Extrait cité:

════

27 janvier 64 : McGeorge Bundy (conseiller à la Sécurité nationale) remet une courte note à LBJ (mémo dit de « la croisée des chemins ») et demande une réunion entre lui, McN (également signataire de la note) et le président. Les 2 signataires pensent que la politique en cours « ne peut conduire qu’à une défaite désastreuse. » Pour forcer les communistes à un changement de politique, il faut « déployer toutes nos ressources tout en empruntant la voie de la négociation. » LBJ ne sait trop que faire. Il restreint les frappes aériennes, rappelle certains non-combattants mais ordonne en même temps une nouvelle patrouille De Soto (voir 1er février) (Prados, 2011, p. 207).
Le général William Westmoreland, arrivé au Vietnam en 1963, est désigné pour succéder à Paul Harkins, à la tête du Military Assistance Command Vietnam (M.A.C.V.) Il occupera le poste le 20 juin (Spencer, Tucker, 2000, p. 484).

════

Données fournies:
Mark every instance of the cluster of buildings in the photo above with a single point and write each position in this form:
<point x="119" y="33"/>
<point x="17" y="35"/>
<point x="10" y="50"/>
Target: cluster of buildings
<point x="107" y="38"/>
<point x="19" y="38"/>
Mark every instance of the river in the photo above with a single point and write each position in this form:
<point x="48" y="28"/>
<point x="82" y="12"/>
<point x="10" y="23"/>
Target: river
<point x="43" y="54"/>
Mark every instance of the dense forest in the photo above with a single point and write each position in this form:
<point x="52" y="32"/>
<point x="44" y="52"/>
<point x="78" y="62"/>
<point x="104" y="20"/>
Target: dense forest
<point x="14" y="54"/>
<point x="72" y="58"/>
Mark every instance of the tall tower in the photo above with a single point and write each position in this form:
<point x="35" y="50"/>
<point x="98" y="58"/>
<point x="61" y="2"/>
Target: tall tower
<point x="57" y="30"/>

════

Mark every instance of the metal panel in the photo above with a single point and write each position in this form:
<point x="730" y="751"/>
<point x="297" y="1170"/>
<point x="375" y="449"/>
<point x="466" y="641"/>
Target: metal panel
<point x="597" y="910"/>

════

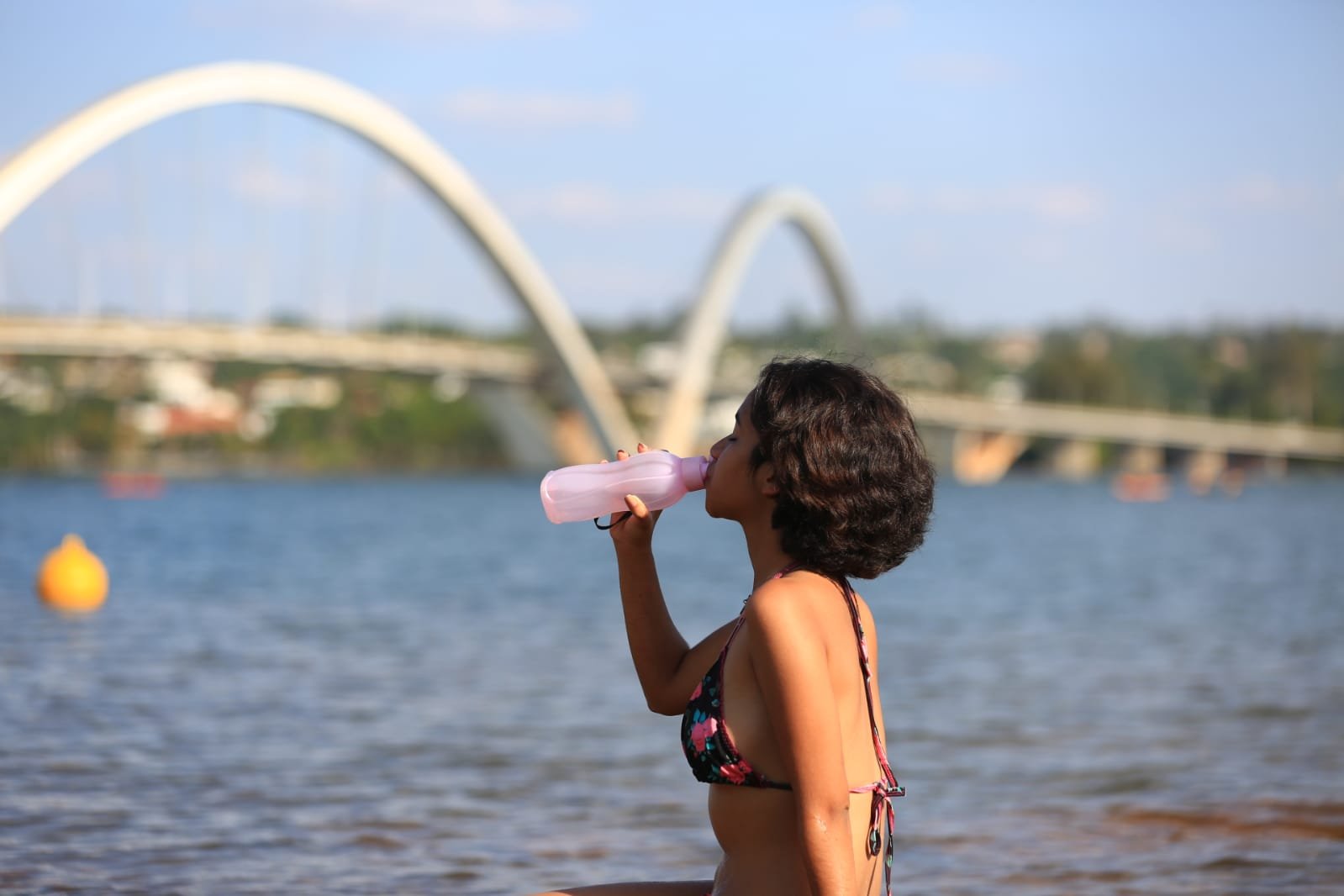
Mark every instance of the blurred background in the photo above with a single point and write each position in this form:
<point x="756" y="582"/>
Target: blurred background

════

Consigne: Recopiez en entier, sans rien changer, l'extrait sur la note de McGeorge Bundy et la nomination de Westmoreland. Les données ne sont pas nécessaires.

Résultat:
27 janvier 64 : McGeorge Bundy (conseiller à la Sécurité nationale) remet une courte note à LBJ (mémo dit de « la croisée des chemins ») et demande une réunion entre lui, McN (également signataire de la note) et le président. Les 2 signataires pensent que la politique en cours « ne peut conduire qu’à une défaite désastreuse. » Pour forcer les communistes à un changement de politique, il faut « déployer toutes nos ressources tout en empruntant la voie de la négociation. » LBJ ne sait trop que faire. Il restreint les frappes aériennes, rappelle certains non-combattants mais ordonne en même temps une nouvelle patrouille De Soto (voir 1er février) (Prados, 2011, p. 207).
Le général William Westmoreland, arrivé au Vietnam en 1963, est désigné pour succéder à Paul Harkins, à la tête du Military Assistance Command Vietnam (M.A.C.V.) Il occupera le poste le 20 juin (Spencer, Tucker, 2000, p. 484).